- **Task to carry out**
What this exercise needs is every entry restated as written, with no pictures.

- **The data**
_ _ _

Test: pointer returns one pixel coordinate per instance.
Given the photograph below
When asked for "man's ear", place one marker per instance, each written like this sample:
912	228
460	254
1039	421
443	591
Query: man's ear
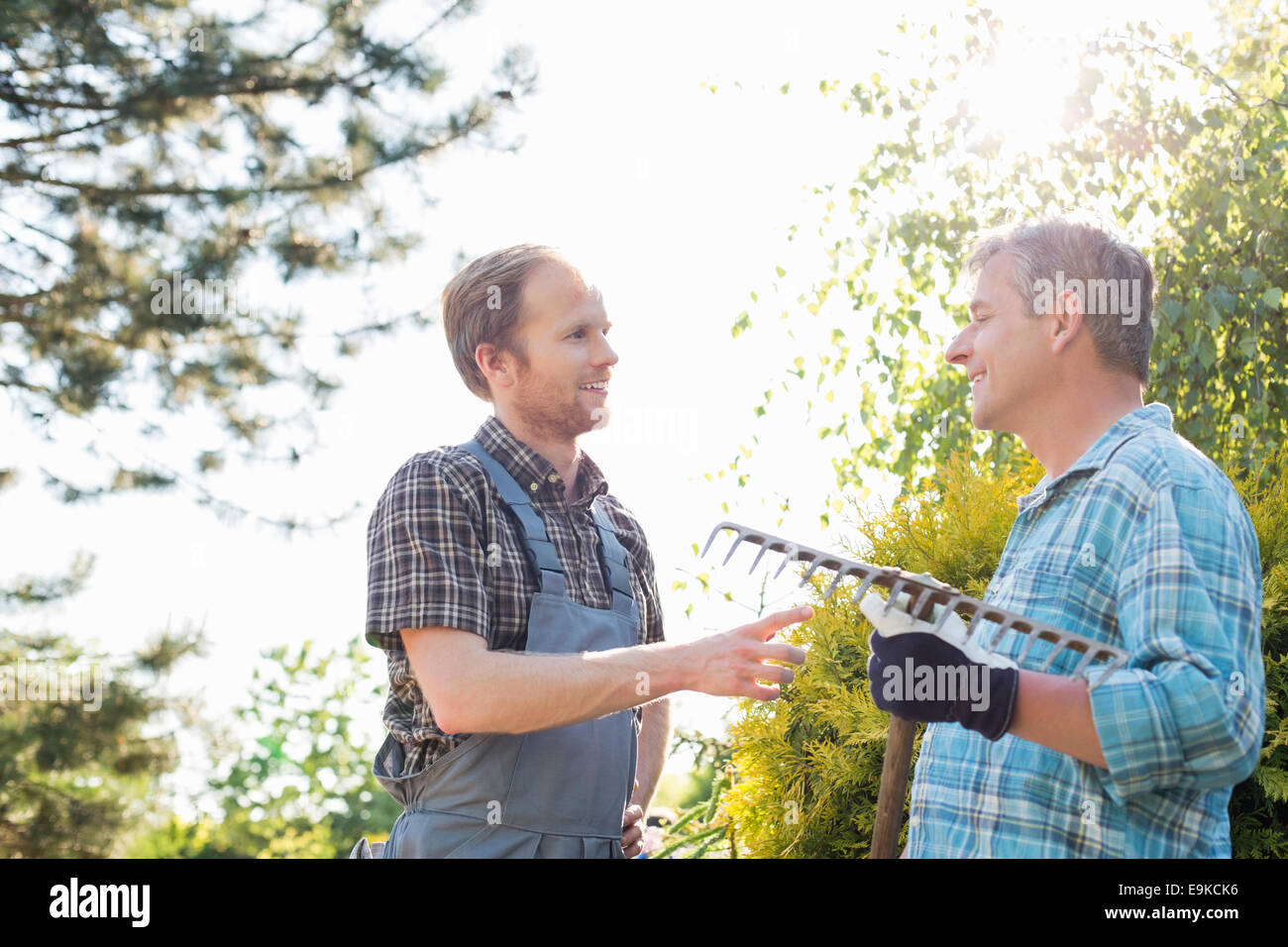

_ _ _

- **Written reply**
Test: pointer returns one pixel coordinate per instance.
Given the photograph below
When asked for "man's ear", place one marker per instance, each written like this sample:
912	228
460	254
1039	421
443	591
Query: man's ear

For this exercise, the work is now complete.